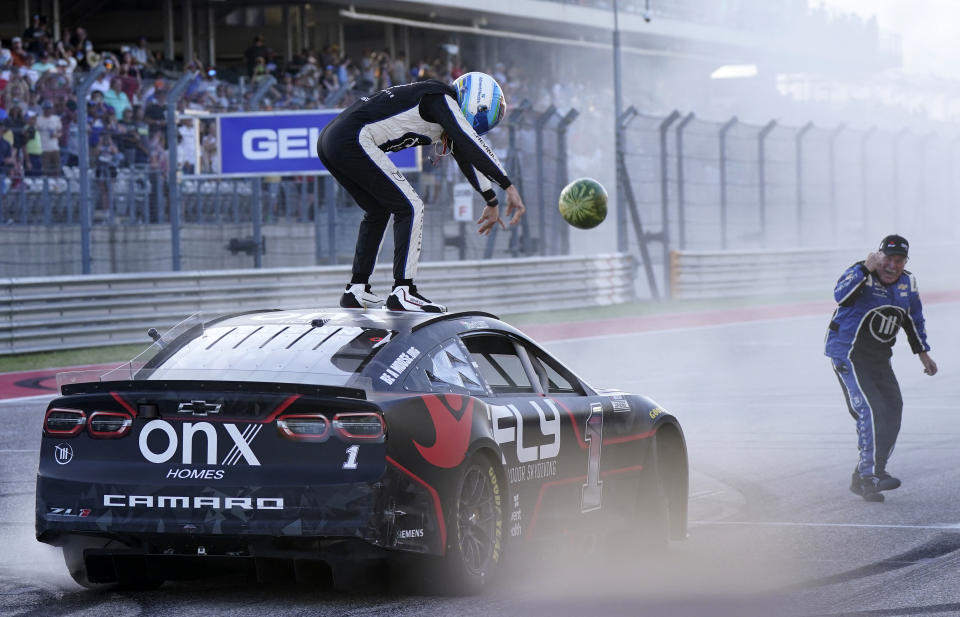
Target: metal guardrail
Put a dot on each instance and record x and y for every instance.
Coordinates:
(52, 313)
(715, 274)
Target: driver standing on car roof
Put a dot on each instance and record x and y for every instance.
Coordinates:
(354, 146)
(876, 298)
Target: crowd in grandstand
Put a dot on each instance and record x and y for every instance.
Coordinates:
(127, 105)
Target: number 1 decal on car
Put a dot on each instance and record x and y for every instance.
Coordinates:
(351, 462)
(592, 493)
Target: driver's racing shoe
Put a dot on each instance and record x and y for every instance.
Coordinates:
(406, 298)
(867, 487)
(887, 482)
(359, 296)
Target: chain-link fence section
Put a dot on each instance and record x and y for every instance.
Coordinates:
(696, 185)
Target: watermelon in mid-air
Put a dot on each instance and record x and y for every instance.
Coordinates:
(583, 203)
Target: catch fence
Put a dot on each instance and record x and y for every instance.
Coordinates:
(698, 185)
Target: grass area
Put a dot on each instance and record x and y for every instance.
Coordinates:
(72, 357)
(122, 353)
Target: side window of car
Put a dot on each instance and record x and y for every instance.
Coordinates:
(448, 368)
(558, 379)
(499, 363)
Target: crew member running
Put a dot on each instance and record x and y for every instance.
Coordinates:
(876, 297)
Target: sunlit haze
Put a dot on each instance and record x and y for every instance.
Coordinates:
(927, 29)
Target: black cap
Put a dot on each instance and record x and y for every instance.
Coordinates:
(894, 245)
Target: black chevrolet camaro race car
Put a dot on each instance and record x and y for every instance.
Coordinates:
(286, 441)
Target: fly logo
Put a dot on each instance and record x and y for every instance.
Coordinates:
(168, 442)
(546, 423)
(884, 323)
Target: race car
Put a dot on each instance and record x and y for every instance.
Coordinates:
(286, 441)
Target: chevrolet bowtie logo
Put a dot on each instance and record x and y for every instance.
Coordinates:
(199, 408)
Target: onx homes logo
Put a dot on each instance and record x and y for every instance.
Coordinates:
(160, 441)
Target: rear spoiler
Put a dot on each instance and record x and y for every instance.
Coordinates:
(95, 387)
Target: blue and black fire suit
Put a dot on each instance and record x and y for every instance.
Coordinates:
(860, 343)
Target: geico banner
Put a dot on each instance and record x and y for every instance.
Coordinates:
(282, 143)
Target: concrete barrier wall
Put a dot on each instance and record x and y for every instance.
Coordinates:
(50, 313)
(716, 274)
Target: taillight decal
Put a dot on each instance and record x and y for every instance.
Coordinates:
(79, 421)
(286, 425)
(342, 422)
(97, 417)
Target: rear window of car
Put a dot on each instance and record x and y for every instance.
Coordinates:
(270, 352)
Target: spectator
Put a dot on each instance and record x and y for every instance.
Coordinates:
(106, 155)
(36, 30)
(43, 64)
(155, 112)
(6, 157)
(130, 81)
(115, 97)
(254, 53)
(101, 84)
(32, 146)
(70, 137)
(187, 148)
(6, 58)
(142, 56)
(209, 163)
(18, 87)
(17, 52)
(159, 159)
(55, 85)
(329, 83)
(49, 126)
(127, 139)
(79, 39)
(88, 58)
(16, 126)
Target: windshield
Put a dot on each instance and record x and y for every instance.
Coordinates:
(266, 346)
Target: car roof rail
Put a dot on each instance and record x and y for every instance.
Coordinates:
(445, 316)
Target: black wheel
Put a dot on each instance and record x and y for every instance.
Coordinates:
(652, 521)
(475, 530)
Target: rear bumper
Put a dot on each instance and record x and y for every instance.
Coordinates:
(380, 513)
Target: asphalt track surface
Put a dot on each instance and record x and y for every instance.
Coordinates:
(774, 530)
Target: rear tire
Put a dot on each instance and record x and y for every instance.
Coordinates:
(475, 530)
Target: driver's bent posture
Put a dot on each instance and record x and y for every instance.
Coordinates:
(354, 147)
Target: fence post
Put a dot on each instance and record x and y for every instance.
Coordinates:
(681, 193)
(762, 176)
(83, 157)
(864, 178)
(317, 246)
(723, 180)
(665, 198)
(173, 190)
(330, 201)
(831, 161)
(256, 214)
(799, 155)
(538, 125)
(563, 231)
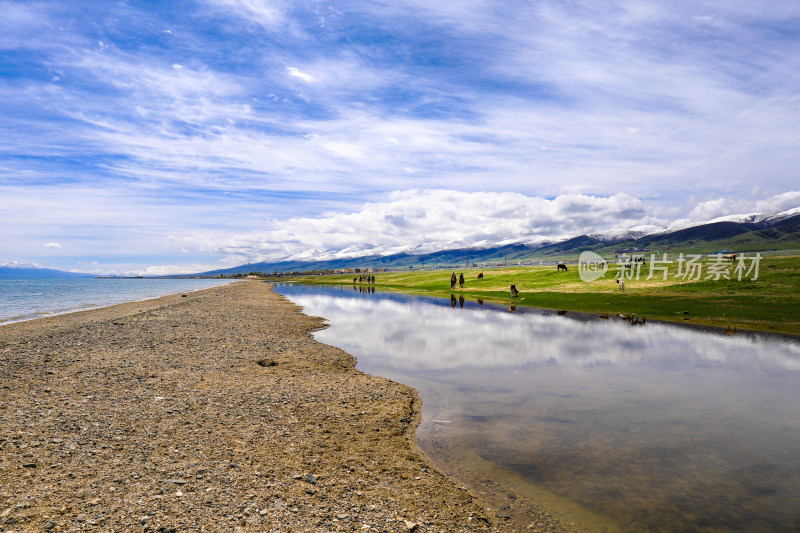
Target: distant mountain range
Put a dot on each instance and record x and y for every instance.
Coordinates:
(749, 232)
(23, 271)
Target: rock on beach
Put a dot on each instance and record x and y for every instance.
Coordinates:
(213, 411)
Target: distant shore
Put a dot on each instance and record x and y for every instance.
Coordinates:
(214, 411)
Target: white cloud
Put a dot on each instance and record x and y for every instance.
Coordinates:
(294, 72)
(267, 13)
(425, 220)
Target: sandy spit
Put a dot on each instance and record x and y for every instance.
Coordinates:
(210, 411)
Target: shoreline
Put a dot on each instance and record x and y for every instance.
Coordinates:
(93, 307)
(214, 411)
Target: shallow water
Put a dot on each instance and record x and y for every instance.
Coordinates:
(26, 299)
(611, 426)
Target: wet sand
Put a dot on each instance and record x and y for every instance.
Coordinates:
(210, 411)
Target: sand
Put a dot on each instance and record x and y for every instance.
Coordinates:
(210, 411)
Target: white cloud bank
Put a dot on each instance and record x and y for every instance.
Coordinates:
(419, 221)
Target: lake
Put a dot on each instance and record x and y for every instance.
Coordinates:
(607, 425)
(26, 299)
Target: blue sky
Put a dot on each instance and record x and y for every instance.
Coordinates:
(160, 137)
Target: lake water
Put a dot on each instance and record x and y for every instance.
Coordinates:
(23, 299)
(610, 426)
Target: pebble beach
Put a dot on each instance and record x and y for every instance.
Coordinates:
(210, 411)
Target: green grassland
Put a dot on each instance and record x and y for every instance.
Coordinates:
(769, 303)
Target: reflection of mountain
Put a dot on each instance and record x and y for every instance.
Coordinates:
(739, 233)
(31, 272)
(424, 336)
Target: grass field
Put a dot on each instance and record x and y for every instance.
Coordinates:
(769, 303)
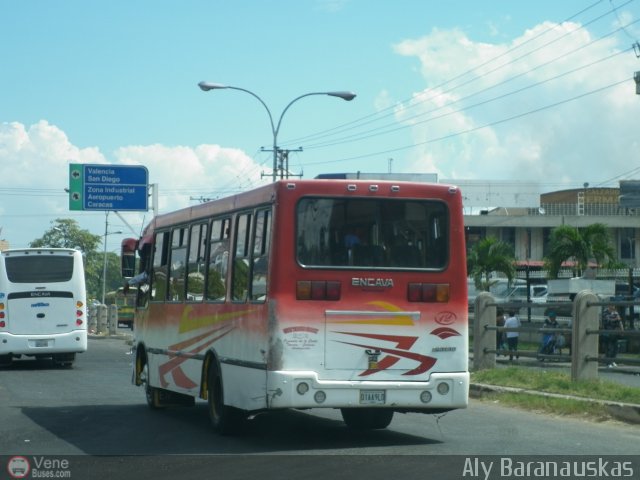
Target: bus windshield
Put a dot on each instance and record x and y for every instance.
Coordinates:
(39, 269)
(363, 232)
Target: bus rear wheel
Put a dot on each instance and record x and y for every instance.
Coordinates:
(152, 394)
(225, 420)
(64, 359)
(6, 360)
(367, 418)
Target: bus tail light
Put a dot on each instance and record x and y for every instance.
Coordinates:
(428, 292)
(318, 290)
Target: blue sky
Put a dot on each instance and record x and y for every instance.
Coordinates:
(538, 92)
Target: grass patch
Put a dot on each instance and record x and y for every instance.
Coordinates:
(548, 405)
(555, 382)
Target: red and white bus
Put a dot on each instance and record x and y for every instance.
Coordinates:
(306, 294)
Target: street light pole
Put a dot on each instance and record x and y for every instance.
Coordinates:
(275, 128)
(104, 265)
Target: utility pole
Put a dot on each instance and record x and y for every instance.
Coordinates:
(282, 163)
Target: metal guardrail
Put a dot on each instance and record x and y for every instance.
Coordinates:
(583, 350)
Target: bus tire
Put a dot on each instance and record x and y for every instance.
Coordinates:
(225, 420)
(367, 418)
(152, 394)
(63, 359)
(6, 360)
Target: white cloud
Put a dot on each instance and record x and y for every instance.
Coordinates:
(34, 163)
(592, 138)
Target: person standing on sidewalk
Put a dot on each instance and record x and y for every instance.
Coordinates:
(611, 321)
(512, 321)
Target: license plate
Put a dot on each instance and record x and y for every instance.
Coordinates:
(372, 397)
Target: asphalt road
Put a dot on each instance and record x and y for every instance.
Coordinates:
(93, 409)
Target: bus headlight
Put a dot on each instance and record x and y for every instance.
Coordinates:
(302, 388)
(443, 388)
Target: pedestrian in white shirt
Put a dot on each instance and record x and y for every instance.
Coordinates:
(512, 337)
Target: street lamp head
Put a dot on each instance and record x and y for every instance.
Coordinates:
(206, 86)
(348, 96)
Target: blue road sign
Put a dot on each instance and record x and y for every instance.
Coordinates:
(108, 187)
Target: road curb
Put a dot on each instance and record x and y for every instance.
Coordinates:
(626, 412)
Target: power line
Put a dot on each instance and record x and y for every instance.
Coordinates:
(367, 119)
(474, 129)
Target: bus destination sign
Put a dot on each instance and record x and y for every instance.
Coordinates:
(108, 187)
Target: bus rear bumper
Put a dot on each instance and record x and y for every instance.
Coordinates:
(443, 391)
(71, 342)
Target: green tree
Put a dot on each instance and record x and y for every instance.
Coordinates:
(579, 245)
(487, 256)
(65, 233)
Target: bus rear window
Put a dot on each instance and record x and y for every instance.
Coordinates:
(385, 233)
(39, 269)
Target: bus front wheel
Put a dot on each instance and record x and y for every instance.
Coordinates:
(225, 420)
(367, 418)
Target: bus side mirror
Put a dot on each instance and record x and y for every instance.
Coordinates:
(128, 258)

### TASK STATEMENT
Find every line in the records that uses the string "white", then copy it.

### ANSWER FOR THIS EXERCISE
Target: white cloud
Target: white cloud bank
Target: red and white bus
Target: white cloud
Target: pedestrian in white shirt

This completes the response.